BEGIN TEXT SECTION
# St.Louis Cardinals & the Boston Red Socks going to the World Series.....!!!



## Rick Dennington (Aug 27, 2009)

The Cardinals are my favorite baseball team, and I'm glad they are going to the World Series….This will be the first time since 1968 that they have played the Red Sox for the Series….They both are a strong team, and it will be interesting to see who comes out on top…..If you're a fan of either, post your thoughts on the Series…..


----------



## C_PLUS_Woodworker (Jun 10, 2010)

Nostalgia:

I loved………and now miss………. teams like the Lakers with Magic Johnson, Kareem Abdul Jabbar, etc…….. and the Celtics with Kevin McHale, Dennis Johnson, Robert Parish, Danny Ainge, etc.

And, I miss the old Boston Red Sox - "The Big Red Machine" of the mid-70's

What a greet team. Coached by Sparky Anderson with a great starting line-up of Pete (Mr. Charlie Hustle), Rose, Morgan, Pérez, Concepción, Foster, Griffey, and Gerónimo.

Should be a good Series. I hope it is.

Best. Bruce.


----------



## whitebeast88 (May 27, 2012)

rick,always been a braves fan.but i've always liked the cards,i think they are a classy organization.the best of fortune to them.


----------



## 33706 (Mar 5, 2008)

*right on, Mr C+!!!!*
Man, that grand slam in the 6th inning put them right on top in the 6th game of the series. Shane Victorino… who is this guy?? WTG Sox!!!
I am pained, though to watch the game and not see my favorite players from recent years, now most notably Kevin Youkilis, Johnny Damon, and Josh Beckett. But, no doubt this team makes it happen!


----------



## 280305 (Sep 28, 2008)

This is the first time since 1999 that the world series is between the two teams with the best regular-season record in their league. Coincidentally, they have the same record: 97 wins and 65 losses.

It should be a great series.


----------



## BentheViking (May 19, 2011)

diehard sox fan and super excited, but OP did you forget 2004.."ground ball stapped by foulke. underhands to first and the red sox are world champions for the first time in 86 years. Can you believe it?"


----------



## firefighterontheside (Apr 26, 2013)

Yeah. I'm from the St. Louis area and I sure remember losing to the Red Sox in 2004, but I also remember winning the series in '82, '06, and '11 and intend to have to remember winning in 2013. I always resent the little attention that is given the Cardinals every year. We're a small market, we never get attention from the media, we never get the good time slots for games, we have a relatively small payroll, we have an inordinate number of our players who were drafted by the cardinals, yet we rival other teams for numbers of pennants and championships won. Go Cards. Who needs Pujols.
END TEXT SECTION
BEGIN STORED RECORDS
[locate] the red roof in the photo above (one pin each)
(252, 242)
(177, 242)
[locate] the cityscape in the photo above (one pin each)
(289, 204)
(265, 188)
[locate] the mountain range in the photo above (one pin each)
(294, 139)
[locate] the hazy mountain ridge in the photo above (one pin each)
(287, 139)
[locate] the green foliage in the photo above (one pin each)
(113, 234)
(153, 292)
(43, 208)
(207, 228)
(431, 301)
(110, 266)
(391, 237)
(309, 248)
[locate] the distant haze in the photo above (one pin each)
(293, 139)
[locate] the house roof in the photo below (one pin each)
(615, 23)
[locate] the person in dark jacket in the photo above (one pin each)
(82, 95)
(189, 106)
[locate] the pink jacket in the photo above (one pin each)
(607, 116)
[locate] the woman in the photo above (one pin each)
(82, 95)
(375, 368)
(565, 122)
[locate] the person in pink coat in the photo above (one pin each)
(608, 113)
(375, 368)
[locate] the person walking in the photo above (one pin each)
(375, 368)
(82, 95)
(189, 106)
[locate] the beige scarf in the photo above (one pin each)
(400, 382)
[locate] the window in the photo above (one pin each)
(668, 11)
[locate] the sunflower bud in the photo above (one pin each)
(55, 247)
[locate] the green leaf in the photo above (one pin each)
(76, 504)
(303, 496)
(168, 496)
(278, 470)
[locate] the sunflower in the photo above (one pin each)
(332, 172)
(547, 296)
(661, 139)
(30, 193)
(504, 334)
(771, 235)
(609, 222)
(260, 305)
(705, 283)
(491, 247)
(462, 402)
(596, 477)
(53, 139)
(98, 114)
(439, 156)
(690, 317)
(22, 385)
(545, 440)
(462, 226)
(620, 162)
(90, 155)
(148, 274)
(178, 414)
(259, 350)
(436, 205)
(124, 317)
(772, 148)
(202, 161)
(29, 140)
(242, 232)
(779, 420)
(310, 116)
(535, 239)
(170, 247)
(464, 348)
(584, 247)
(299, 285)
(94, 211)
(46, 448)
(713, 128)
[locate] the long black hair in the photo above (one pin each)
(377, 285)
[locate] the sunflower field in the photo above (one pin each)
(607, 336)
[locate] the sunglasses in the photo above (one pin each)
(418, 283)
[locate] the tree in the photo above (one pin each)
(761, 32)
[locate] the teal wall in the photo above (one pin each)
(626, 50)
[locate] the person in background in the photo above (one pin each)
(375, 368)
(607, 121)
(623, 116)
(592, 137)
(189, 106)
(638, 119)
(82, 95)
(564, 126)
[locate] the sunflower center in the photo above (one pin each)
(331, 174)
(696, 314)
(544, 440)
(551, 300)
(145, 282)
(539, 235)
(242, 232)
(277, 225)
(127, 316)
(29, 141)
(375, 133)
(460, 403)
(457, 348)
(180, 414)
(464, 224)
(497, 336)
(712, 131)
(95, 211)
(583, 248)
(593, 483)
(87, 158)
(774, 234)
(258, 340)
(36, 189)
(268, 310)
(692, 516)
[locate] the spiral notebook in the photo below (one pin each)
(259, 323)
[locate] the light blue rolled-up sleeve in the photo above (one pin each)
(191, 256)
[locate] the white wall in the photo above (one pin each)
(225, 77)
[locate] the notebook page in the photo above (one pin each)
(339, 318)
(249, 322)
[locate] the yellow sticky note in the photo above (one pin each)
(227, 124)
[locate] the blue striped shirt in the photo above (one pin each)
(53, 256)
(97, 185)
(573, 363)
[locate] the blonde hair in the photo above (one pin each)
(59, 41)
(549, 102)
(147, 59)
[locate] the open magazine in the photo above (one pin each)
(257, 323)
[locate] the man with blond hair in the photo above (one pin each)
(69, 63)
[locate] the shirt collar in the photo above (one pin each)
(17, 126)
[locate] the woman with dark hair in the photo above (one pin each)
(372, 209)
END STORED RECORDS
• WORK INSTRUCTIONS
Extend the forum thread about the Cardinals and Red Sox World Series, starting after its last post.

• FINAL RESULT
----------



## Rick Dennington (Aug 27, 2009)

Thanks for the comments, guys…..

I have to admit that I did not see the game in '99, or even the one in '04….I didn't start watching the Cardinals, and whoever they played till '05…..I'm not familiar with the AL league much at all…..Only the teams that the Cards have played since they started playing the "inner-league "teams a few years ago…...But since then, I hardly miss a game…..I prolly watch 120-140 games a year…...One thing I've noticed over the years…..the Cards don't go out too much for drafting players beyond their own farm teams, especially from the Memphis Redbirds….But when they get players like Carlos Beltran, it's well worth it to do so…...That's right…..Who needs Pujols..?..They gave him $265 million for a 10 year contract…..He's 32 now, and he ain't producing for the Angels…..They can keep him…..We got some big bats on the team…..!!!!


----------



## Rick Dennington (Aug 27, 2009)

Actually…...I got into watching baseball quite by accident…..I was looking for something to watch one night, and nothing but junk was on, except a baseball game….It was the Cardinals, and whoever thye were playing(?).I've been watching them ever since….So about 8 years is all….But I try to never miss a game when they play…....It's funny how players come and go, but the game never changes…..!!!!!!!!


----------



## Smitty_Cabinetshop (Mar 26, 2011)

Go Cards!

I watched Gibson play, was in the stands when Lou stole #105, saw a Forsch no-hitter and loved Whiteyball in the '80s. Hated the '04 sweep by the Sox, want no repeat. Here we go, Cards and October baseball go together!!


----------



## bbrewer (Dec 28, 2012)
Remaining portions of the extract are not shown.